*WHAT NEEDS TO BE DONE*
Filter the material below and copy each line that contains the string "pointing". Matching is case-sensitive.

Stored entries
## START

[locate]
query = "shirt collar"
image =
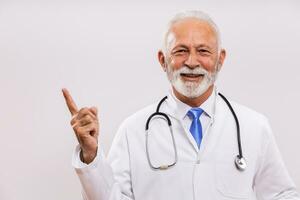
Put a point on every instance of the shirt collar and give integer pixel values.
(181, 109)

## END
## START

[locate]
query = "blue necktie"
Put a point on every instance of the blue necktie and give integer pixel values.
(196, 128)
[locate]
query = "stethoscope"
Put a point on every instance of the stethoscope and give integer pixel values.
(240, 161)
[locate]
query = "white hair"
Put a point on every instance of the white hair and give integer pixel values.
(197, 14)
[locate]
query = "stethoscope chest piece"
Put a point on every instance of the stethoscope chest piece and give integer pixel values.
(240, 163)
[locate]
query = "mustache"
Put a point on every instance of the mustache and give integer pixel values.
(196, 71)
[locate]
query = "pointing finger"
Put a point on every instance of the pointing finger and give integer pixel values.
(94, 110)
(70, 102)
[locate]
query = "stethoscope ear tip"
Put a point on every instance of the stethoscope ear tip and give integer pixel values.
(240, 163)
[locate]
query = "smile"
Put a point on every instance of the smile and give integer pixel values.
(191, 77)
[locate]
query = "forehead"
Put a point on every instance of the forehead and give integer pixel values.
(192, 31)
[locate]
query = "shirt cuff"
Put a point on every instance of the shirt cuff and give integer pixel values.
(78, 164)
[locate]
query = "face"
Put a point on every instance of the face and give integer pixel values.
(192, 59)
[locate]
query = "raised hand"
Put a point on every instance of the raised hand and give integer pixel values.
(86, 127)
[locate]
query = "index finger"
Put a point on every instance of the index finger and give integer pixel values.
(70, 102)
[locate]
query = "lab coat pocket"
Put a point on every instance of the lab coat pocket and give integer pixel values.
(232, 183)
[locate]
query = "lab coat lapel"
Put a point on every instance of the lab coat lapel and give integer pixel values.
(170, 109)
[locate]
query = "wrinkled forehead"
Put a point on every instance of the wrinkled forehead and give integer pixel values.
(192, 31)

## END

*THE OUTPUT*
query = "pointing finger"
Put a point on every instance of the pointing finger and give integer pixel values.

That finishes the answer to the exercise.